Start Stored records

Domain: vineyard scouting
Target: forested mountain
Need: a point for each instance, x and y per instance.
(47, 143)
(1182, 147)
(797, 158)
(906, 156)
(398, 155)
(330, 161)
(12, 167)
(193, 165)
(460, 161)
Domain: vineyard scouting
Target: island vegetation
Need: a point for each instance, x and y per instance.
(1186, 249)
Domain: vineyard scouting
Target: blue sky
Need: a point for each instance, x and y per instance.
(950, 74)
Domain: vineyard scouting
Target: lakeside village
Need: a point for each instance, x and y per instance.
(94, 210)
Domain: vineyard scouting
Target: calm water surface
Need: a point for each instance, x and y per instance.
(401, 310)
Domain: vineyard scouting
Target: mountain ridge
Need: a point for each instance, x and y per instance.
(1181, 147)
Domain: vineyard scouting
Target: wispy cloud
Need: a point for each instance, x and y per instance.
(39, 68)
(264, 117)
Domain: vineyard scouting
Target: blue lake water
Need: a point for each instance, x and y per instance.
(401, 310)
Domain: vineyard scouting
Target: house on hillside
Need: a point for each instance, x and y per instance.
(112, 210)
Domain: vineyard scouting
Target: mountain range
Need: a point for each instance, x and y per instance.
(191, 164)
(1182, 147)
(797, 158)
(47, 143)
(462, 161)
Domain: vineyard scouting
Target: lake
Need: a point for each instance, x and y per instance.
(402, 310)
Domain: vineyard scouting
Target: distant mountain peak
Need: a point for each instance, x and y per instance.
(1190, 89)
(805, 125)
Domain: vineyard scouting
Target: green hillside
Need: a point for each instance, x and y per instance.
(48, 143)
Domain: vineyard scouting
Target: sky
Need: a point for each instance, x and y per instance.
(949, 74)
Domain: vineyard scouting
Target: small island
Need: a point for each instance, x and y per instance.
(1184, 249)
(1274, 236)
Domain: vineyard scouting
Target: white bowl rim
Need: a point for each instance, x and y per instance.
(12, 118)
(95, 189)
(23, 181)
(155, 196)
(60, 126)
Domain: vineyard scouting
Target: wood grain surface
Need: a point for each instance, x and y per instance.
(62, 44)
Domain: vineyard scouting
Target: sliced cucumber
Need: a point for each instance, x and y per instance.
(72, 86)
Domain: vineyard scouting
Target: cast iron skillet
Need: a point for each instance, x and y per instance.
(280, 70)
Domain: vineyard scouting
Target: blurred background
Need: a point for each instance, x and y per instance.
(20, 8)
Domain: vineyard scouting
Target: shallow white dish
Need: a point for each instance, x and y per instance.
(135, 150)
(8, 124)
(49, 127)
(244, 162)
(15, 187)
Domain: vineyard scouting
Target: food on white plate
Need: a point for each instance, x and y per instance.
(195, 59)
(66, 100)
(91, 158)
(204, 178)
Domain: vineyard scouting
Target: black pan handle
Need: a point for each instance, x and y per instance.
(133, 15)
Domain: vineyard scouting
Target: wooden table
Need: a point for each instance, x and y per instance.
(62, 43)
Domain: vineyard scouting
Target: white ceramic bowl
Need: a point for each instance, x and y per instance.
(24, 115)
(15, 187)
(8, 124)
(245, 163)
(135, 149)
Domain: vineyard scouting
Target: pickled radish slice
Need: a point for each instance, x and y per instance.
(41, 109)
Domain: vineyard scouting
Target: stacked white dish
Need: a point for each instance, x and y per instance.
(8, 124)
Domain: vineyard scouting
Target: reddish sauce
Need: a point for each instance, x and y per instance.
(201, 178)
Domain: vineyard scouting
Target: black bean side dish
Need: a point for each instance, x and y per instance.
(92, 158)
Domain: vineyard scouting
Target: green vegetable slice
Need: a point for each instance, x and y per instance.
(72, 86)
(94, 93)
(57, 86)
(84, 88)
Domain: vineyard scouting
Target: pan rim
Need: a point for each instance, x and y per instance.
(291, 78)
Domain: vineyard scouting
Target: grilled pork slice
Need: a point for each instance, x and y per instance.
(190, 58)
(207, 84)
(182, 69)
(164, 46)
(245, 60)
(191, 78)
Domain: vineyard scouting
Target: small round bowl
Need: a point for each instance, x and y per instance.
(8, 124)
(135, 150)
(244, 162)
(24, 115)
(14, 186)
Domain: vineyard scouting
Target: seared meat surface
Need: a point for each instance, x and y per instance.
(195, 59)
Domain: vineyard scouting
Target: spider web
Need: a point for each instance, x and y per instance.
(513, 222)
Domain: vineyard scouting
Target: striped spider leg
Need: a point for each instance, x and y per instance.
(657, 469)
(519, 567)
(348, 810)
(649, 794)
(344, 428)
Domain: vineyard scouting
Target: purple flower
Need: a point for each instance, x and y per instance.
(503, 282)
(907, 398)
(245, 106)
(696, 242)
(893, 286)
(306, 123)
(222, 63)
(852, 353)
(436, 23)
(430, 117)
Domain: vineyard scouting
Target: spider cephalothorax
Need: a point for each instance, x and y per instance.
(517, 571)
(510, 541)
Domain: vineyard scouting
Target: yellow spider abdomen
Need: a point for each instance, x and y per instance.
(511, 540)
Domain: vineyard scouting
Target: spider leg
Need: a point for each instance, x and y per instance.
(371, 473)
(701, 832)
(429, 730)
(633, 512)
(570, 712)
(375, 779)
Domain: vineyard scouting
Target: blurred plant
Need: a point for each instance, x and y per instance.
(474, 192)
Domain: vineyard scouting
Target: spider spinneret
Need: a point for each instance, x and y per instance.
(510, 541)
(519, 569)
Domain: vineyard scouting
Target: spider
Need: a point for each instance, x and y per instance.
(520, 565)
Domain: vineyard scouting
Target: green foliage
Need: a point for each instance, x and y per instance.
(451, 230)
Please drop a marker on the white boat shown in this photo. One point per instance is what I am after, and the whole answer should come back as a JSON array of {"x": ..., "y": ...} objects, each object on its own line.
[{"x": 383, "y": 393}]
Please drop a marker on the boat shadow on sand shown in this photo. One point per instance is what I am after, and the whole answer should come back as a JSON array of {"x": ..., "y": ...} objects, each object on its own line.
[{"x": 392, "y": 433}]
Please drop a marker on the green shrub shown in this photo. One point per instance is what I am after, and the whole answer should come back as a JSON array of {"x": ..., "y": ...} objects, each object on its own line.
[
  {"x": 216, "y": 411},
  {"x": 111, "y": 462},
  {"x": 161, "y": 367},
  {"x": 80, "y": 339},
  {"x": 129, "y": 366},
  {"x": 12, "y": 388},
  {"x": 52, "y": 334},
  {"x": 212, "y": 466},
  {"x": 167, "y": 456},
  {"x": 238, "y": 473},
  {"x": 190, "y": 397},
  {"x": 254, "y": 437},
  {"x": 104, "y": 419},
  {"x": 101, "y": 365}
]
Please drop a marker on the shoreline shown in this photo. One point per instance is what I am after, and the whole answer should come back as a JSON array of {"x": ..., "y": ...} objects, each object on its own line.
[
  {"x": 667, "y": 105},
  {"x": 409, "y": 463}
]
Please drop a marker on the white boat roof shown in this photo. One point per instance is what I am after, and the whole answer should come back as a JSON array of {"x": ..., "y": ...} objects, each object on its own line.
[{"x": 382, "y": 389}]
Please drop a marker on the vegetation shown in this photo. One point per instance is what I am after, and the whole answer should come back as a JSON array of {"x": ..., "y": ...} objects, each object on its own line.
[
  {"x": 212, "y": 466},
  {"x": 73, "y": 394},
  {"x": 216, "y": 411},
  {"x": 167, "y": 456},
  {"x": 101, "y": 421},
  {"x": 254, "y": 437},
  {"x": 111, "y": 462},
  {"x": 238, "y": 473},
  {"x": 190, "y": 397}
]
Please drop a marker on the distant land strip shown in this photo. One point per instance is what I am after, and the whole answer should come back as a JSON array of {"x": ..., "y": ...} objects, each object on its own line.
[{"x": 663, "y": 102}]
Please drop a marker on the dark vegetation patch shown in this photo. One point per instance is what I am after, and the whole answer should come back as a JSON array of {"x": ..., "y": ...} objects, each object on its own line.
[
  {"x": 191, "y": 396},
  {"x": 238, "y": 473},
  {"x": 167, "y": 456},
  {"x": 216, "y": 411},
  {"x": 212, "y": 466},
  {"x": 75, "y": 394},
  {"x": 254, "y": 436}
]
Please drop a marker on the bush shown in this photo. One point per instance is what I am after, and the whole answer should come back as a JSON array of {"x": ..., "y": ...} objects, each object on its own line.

End Stored records

__Exercise brief__.
Repeat exactly the lines from the line containing "Please drop a marker on the distant" through the last line of the records above, including both, and nothing else.

__Exercise answer__.
Please drop a marker on the distant land strip shown in this photo. One point per instance is what I am after, and the whole answer should come back as a JSON array of {"x": ..., "y": ...} objects, each object on its own line.
[{"x": 663, "y": 102}]
Please drop a marker on the dark vegetation patch shown in this photo. One point per instance is what I am after, and the whole answer should come back as a JSON array of {"x": ..., "y": ...} objects, each object on its own line.
[
  {"x": 191, "y": 396},
  {"x": 238, "y": 473},
  {"x": 167, "y": 456},
  {"x": 216, "y": 411},
  {"x": 212, "y": 466},
  {"x": 75, "y": 394},
  {"x": 254, "y": 436}
]
Please drop a marker on the bush shown in this photo. One point per instance is what I am after, and the whole answer should come back as a JSON array of {"x": ..., "y": ...} objects, each object on its own line.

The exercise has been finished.